Exercise
Continue the mailing-list thread below on scp's transfer size, picking up right after its final sentence.

Page extract
%%
Sender: linux-fsdevel-owner@vger.kernel.org
Precedence: bulk
List-ID: <linux-fsdevel.vger.kernel.org>
X-Mailing-List: linux-fsdevel@vger.kernel.org

On Fri, Jan 11, 2019 at 5:51 PM Andreas Dilger <adilger@dilger.ca> wrote:
>
> On Jan 11, 2019, at 3:02 PM, Steve French <smfrench@gmail.com> wrote:
> >
> > On Fri, Jan 11, 2019 at 3:48 PM Andreas Dilger <adilger@dilger.ca> wrote:
> >>
> >> On Jan 11, 2019, at 2:13 PM, Steve French <smfrench@gmail.com> wrote:
> >>>
> >>> On Fri, Jan 11, 2019 at 7:28 AM Matthew Wilcox <willy@infradead.org> wrote:
> >>>>
> >>>> On Fri, Jan 11, 2019 at 12:11:00AM -0600, Steve French wrote:
> >>>>> In discussing an interesting problem with scp recently with Pavel, we
> >>>>> found a fairly obvious bug in scp when it is run with a progress
> >>>>> indicator (which is the default when the source file is remote).
> >>>>>
> >>>>> scp triggers "SIGALRM" probably from update_progress_meter() in
> >>>>> progressmeter.c when executed with "scp localhost:somelargefile /mnt"
> >>>>> ie with an ssh source path but a local path for the target, as long as
> > <snip>
> >
> >> My typical response for issues like this is to find the github repo for
> >> the code and push a patch to fix the code myself.  If I can't find the
> >> upstream project/source repo easily, download the .src.rpm and make a
> >> patch and submit it to the major distro package maintainers (RHEL, SLES,
> >> Ubuntu or Debian), so that at least it is fixed for the vast majority
> >> of users, and those maintainers can handle pushing the patch further
> >> upstream (and smaller distros will copy patches/sources from them).
> >
> > I have built the scp code as an experiment and by the way there are many,
> > many things that could be changed (other copy tools e.g. robocopy even rsync
> > and cp) look much more mature (with lots more useful performance options).
> > My earlier experiments e.g. changing the scp i/o size to something larger
> > did help as expected for various cases (16K is suboptimal in many cases).
>
> Years ago I submitted a patch to fix GNU fileutils so that "cp" could use
> st_blksize to determine the data IO size for the copy.  Originally it was
> allocate its copy buffer on the stack, but when Lustre returned st_blksize
> of 8MB it exploded.  2MB was safe at the time, and what we used for many
> years but fixing "cp" allowed us to increase st_blksize over time. Probably
> scp should be modified to do the same.
>
> It is often just a case of the developer didn't know any better, or the code
> was written so long ago that 16KB transfers were seen as a huge improvement
> over 4KB or 1KB transfers, and nobody has looked at it again.  Since we all
> depend on other developers to know their side of the house (e.g. I'm wholly
> dependent on others for the crypto implementation of SSH/scp), we may as
> well provide some help when there is something as widely used as scp that
> we can improve in some useful way.
%%
Provided material
%%
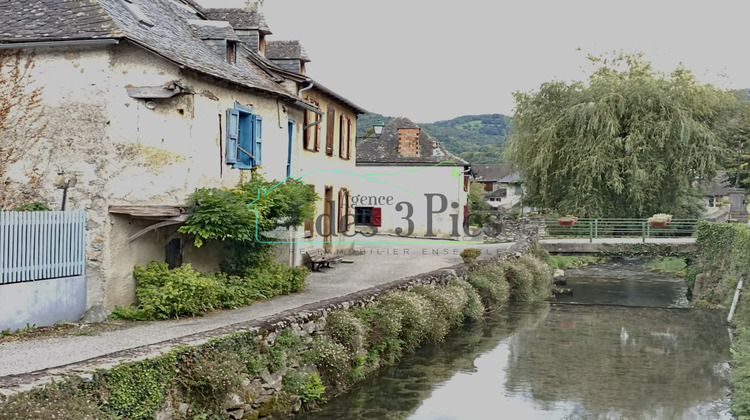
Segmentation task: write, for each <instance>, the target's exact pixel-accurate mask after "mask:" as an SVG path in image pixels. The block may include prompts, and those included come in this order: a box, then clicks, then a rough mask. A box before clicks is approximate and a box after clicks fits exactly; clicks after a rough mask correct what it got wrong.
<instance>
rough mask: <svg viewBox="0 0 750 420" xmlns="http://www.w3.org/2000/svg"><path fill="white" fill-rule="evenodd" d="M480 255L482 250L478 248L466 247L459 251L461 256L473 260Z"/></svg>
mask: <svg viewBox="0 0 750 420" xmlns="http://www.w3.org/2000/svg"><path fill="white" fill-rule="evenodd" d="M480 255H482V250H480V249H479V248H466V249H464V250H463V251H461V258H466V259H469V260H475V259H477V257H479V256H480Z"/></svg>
%%
%%
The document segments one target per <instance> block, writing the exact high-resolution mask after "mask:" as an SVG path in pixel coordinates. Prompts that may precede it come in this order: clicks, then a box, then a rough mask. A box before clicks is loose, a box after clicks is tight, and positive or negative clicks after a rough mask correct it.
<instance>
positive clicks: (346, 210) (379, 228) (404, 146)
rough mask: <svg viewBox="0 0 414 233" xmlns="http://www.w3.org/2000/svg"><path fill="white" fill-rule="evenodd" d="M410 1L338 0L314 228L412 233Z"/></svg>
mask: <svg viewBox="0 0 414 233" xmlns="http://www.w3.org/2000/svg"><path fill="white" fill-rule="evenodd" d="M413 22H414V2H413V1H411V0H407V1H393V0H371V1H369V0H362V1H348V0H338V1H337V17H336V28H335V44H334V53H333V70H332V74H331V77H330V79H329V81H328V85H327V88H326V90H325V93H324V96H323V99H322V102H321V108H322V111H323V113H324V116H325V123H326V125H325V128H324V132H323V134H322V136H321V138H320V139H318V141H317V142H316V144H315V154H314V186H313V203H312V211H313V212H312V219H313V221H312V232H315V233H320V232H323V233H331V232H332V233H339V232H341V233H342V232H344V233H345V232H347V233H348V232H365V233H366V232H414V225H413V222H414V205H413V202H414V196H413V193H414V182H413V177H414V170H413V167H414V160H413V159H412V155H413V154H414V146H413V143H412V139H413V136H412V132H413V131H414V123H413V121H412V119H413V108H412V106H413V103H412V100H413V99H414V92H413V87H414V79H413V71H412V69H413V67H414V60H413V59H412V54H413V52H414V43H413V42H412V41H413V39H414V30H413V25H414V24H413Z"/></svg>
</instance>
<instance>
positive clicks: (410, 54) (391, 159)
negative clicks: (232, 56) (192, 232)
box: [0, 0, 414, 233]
%%
%%
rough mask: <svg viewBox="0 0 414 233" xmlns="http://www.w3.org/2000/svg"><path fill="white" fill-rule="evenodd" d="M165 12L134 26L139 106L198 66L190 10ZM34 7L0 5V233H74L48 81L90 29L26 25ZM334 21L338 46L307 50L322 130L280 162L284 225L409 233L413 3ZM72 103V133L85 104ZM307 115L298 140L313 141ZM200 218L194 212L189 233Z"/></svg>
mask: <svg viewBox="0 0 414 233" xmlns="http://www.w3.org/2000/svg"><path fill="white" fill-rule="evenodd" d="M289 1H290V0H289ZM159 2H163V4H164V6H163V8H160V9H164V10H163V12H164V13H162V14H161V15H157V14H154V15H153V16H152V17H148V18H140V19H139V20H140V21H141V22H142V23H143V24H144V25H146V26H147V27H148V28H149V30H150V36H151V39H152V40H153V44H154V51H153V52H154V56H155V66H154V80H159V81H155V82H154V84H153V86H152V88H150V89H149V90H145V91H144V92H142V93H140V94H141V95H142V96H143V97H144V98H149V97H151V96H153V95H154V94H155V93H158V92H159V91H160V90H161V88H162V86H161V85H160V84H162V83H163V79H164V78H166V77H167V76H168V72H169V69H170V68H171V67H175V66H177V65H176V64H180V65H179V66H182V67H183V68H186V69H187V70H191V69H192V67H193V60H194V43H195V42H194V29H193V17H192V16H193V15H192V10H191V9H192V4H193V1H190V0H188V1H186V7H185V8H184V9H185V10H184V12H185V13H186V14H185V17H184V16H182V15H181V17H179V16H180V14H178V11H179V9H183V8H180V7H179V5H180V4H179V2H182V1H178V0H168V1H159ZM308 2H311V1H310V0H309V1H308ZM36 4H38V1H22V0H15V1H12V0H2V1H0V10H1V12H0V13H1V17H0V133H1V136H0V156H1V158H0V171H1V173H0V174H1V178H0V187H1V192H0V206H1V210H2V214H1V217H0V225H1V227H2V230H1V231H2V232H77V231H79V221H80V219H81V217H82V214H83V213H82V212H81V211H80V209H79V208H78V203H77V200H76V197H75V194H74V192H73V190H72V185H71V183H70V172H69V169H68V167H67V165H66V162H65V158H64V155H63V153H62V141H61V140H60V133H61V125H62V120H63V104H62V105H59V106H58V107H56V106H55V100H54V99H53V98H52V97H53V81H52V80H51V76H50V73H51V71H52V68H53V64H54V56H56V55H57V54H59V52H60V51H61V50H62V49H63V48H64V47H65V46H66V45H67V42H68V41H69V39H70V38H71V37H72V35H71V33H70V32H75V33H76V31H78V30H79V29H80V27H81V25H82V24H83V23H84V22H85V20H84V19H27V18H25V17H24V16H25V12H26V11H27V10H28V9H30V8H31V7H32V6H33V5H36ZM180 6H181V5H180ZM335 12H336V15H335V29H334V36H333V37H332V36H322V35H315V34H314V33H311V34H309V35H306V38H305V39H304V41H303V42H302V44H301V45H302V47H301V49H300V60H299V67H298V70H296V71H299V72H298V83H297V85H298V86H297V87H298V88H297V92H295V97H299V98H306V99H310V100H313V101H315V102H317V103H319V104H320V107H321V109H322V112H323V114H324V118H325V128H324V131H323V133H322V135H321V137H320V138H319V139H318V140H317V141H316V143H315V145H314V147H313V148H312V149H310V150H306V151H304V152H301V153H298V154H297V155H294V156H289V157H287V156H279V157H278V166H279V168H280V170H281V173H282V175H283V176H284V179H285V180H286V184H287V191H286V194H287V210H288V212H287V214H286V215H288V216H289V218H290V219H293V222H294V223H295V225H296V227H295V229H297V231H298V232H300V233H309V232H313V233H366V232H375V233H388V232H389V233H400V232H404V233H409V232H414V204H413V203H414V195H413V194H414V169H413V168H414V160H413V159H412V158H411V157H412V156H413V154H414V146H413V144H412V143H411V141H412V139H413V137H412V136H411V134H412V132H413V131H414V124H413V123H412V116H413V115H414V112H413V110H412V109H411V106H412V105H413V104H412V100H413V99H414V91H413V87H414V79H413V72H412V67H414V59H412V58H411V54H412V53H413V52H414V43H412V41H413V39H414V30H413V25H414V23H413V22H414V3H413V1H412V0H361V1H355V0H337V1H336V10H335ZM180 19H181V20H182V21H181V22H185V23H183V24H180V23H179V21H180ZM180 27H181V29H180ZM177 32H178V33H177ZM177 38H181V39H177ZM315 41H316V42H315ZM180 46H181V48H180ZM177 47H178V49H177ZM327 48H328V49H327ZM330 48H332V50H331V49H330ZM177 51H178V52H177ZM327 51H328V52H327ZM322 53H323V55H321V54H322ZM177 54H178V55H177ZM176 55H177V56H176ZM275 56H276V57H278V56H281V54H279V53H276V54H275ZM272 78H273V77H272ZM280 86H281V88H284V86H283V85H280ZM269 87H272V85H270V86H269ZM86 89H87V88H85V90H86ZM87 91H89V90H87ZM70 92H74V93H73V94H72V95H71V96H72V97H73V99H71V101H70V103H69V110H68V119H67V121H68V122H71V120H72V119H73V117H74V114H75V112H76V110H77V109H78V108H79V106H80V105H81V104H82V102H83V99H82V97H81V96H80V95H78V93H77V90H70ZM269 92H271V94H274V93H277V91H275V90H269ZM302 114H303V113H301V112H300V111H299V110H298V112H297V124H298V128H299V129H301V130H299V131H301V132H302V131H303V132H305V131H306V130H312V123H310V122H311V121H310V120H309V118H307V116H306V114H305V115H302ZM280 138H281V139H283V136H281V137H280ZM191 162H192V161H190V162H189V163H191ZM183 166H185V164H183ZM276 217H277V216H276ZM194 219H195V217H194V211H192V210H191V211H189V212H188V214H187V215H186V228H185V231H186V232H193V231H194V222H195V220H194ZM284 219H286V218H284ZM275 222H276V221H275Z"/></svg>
%%
Response
>
> > But in this case it seems much simpler - the code path is basically
> > read 16K over ssh
> > write 16K to local/network file system (cached)
> > (repeated 1000s of times)
> > then ftruncate
>
> Even if the filesystem is transferring large IOs from disk/network, doing
> many thousands of excess system calls is pure overhead that could be avoided.
> Also, even if scp could only do 16KB network transfers, staying in tight
> "scp copies data over ssh" loop is better for icache/dcache/context, then
> doing a single large write call to/from the filesystem is most efficient
> on that side of the house.
>
> >> ... why would the truncate() take a long time even if the file
> >> is large, since it shouldn't actually be doing any work to change the
> >> size of the file (I'm assuming that the target file is either empty or
> >> about the same size during an overwrite, you didn't mention anything
> >> unusual as a requirement).
> >
> > ftruncate if it were simply setting the file size would be very fast,
> > except that setting the file size needs to have the data written out
> > (writes otherwise could risk extending the file size) so triggers a
> > call to writepages (filemap_write_and_wait) as a sideeffect
> > so all the cached data is finally written out which can take a few
> > seconds and cause the scp progress indicator to malfunction
> > and trigger the SIGALRM.  This is normally not a problem
> > fsync etc. can take longer than a single i/o operation.
>
> This seems more like a kernel/filesystem issue.  We shouldn't have to flush
> the entire file to disk just to change the file size.  In the exceedingly
> common case of the current size == truncate() size, the truncate should be
> a no-op unless the on-disk size is > new size?  In the unlikely case that
> file size > new size then it could truncate only the pages and on-disk
> blocks beyond the new size?
>
> I don't see how pages in cache < new size could cause the file size to be
> extended.  Is this a VFS/MM thing, or CIFS-specific?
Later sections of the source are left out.